EXERCISE – Every line from the beginning of the data through the line containing "# body: indicate the white sock" should be reproduced exactly, and no further lines should be output.

[Dataset entries]

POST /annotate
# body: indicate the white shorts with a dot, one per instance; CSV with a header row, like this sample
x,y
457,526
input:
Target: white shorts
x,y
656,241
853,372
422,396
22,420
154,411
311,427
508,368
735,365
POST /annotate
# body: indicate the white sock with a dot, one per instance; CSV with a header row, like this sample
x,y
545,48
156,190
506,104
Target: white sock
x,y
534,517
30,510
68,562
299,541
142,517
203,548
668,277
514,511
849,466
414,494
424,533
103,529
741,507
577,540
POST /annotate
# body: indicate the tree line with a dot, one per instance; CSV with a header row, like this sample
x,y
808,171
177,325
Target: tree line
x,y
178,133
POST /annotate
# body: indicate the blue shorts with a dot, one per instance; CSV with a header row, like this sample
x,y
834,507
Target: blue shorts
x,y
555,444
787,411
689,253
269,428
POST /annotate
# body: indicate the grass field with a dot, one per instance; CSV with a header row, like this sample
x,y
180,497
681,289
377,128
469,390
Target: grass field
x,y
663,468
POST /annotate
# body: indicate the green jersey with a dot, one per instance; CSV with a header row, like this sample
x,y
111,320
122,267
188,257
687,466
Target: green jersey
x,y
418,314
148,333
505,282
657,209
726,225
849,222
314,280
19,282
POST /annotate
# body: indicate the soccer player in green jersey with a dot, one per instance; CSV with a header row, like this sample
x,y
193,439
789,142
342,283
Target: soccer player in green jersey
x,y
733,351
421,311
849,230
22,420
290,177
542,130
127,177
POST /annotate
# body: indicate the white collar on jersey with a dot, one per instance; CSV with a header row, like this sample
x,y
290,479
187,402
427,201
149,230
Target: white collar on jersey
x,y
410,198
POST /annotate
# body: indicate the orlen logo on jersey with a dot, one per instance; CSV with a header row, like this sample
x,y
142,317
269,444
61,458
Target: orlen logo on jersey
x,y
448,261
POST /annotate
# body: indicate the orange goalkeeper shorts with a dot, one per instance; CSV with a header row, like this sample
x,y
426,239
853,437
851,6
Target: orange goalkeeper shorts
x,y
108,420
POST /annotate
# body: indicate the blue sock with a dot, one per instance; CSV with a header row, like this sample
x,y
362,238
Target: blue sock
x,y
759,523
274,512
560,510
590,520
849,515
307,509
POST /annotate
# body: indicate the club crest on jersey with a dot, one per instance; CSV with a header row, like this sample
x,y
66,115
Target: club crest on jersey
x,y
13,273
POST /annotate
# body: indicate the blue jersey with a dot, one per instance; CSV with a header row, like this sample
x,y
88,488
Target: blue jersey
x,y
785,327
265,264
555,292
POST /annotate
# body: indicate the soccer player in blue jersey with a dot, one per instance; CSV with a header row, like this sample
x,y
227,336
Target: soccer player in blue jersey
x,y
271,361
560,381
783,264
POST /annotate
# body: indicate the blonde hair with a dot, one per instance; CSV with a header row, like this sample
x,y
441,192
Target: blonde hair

OUTPUT OF THE TASK –
POST /annotate
# body: indicate the white shorts with a dot, one per instance; CSV with a header row, like this sample
x,y
457,526
input:
Target: white shorts
x,y
656,241
853,372
422,396
22,420
154,411
311,427
508,368
735,365
POST /annotate
# body: indicate the white sock with a dot, one per instance; CSV with a header row, like this sample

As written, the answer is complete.